◆ **KUTIPAN YANG DIBERIKAN**
◆ ◆ ◆ ◆ ◆

Nasional

Inayah Wahid: Udara Sehat dan Bersih adalah Hak Setiap Orang

Sel, 13 Juli 2021 | 01:00 WIB

Inayah Wahid: Udara Sehat dan Bersih adalah Hak Setiap Orang

Ilustrasi: menciptakan udara yang bersih perlu dilakukan karena udara yang sehat dan bersih adalah hak publik.

Jakarta, NU Online
Pemerintah Indonesia dalam aturan Undang-undang telah mencantumkan hak atas lingkungan yang baik dan sehat untuk warganya. Namun, faktanya di lapangan terdapat kelalaian dan hak itu tidak tercapai.


Hal itu yang menjadi alasan Inayah Wulandari atau Inayah Wahid bergerak bersama 32 orang dari berbagai latar belakang melakukan gugatan atas isu pencemaran polusi udara kepada pemerintah.

 

"Jadi ada tujuh pihak yang kami gugat yakni Presiden, Kementerian Lingkungan Hidup, Kementerian Kesehatan, Menteri dalam negeri, Gubernur DKI, Jawa Barat dan Banten. Namun, sayangnya selama dua tahun menggugat mereka (para tergugat) cenderung lari dari kewajibannya," tutur Mbak Nay, sapaan akrabnya di kanal YouTube Gusdurian TV, Senin (12/7) malam.

 

Dalam acara bertajuk Udara Sehat, Iklim Selamat itu, Mbak Nay mengungkapkan pada saat PPKM ataupun PSBB aktivitas penggunaan transportasi menurun drastis. Namun, udara di Jakarta masih tetap tidak bagus karena ada pencemaran yang terjadi dari daerah Banten dan Jawa Barat.

◆ ◆ ◆ ◆ ◆

◆ **DAFTAR ENTRI**
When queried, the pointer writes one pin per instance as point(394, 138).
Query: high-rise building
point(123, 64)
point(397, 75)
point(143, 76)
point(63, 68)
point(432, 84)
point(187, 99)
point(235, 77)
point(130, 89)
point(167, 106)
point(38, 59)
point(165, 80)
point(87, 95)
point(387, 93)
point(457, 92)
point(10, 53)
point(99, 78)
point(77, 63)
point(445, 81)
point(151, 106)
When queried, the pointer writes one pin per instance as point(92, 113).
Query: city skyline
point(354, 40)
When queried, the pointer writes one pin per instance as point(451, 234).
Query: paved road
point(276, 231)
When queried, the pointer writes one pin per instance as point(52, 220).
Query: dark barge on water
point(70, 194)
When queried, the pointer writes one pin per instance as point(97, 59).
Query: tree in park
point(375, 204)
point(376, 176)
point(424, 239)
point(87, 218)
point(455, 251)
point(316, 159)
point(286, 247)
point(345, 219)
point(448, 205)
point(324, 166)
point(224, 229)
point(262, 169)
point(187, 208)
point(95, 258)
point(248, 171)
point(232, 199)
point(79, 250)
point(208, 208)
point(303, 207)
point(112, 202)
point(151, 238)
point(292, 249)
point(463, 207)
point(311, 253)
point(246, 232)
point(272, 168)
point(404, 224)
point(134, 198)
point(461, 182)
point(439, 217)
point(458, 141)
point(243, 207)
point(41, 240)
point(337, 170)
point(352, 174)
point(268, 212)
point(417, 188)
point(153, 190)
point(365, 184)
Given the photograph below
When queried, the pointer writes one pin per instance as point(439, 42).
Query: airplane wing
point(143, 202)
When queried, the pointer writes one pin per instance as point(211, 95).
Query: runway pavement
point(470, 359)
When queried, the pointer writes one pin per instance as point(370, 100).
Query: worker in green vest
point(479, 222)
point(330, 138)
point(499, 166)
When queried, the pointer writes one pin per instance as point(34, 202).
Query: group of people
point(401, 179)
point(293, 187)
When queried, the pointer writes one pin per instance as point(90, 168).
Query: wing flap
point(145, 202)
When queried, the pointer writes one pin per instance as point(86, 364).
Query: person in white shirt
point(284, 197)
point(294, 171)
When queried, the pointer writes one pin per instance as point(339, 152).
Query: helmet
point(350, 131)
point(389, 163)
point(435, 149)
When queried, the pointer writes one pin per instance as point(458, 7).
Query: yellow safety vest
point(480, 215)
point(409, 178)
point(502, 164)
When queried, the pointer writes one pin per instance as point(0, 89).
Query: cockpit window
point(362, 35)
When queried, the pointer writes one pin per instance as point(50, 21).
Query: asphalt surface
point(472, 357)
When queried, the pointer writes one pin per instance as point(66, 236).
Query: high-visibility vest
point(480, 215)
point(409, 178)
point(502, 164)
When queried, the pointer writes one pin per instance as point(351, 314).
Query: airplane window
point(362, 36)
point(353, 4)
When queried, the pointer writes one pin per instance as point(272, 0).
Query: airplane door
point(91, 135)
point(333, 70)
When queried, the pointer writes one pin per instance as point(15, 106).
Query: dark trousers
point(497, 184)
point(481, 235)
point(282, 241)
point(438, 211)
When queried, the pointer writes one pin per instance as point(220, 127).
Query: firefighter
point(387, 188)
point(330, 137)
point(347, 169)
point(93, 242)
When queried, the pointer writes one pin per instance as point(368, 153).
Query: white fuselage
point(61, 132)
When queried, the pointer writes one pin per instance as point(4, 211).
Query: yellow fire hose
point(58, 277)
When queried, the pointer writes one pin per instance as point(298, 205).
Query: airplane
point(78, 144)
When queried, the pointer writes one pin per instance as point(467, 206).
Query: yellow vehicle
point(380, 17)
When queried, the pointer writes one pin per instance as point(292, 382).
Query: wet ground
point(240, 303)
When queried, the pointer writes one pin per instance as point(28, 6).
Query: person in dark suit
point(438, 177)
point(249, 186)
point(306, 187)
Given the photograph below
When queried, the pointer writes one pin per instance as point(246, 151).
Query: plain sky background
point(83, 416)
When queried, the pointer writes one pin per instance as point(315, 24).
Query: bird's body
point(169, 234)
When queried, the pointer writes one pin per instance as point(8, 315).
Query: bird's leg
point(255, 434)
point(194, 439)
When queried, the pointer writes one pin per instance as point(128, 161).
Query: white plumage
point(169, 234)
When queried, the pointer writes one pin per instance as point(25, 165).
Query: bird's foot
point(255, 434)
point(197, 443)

◆ ◆ ◆ ◆ ◆

◆ **TANTANGAN**
A. Menurut berita tentang gugatan polusi udara ini, mengapa udara di Jakarta tetap tidak bagus saat PPKM atau PSBB?
B. Ringkaslah berita tentang gugatan polusi udara ini dalam dua kalimat.
C. Tuliskan ulang bagian dari kutipan yang diberikan, mulai pada kata-kata yang memuat "Jakarta, NU Online" dan berhenti setelah "itu tidak tercapai.".

◆ **JAWABAN SETIAP TUGAS**
A. Karena ada pencemaran yang terjadi dari daerah Banten dan Jawa Barat.

B. Inayah Wahid bersama 32 orang dari berbagai latar belakang menggugat tujuh pihak pemerintah atas pencemaran polusi udara. Hak atas lingkungan yang baik dan sehat sudah tercantum dalam undang-undang tetapi tidak tercapai di lapangan, dan menurutnya para tergugat cenderung lari dari kewajiban selama dua tahun gugatan.

C.
Jakarta, NU Online
Pemerintah Indonesia dalam aturan Undang-undang telah mencantumkan hak atas lingkungan yang baik dan sehat untuk warganya. Namun, faktanya di lapangan terdapat kelalaian dan hak itu tidak tercapai.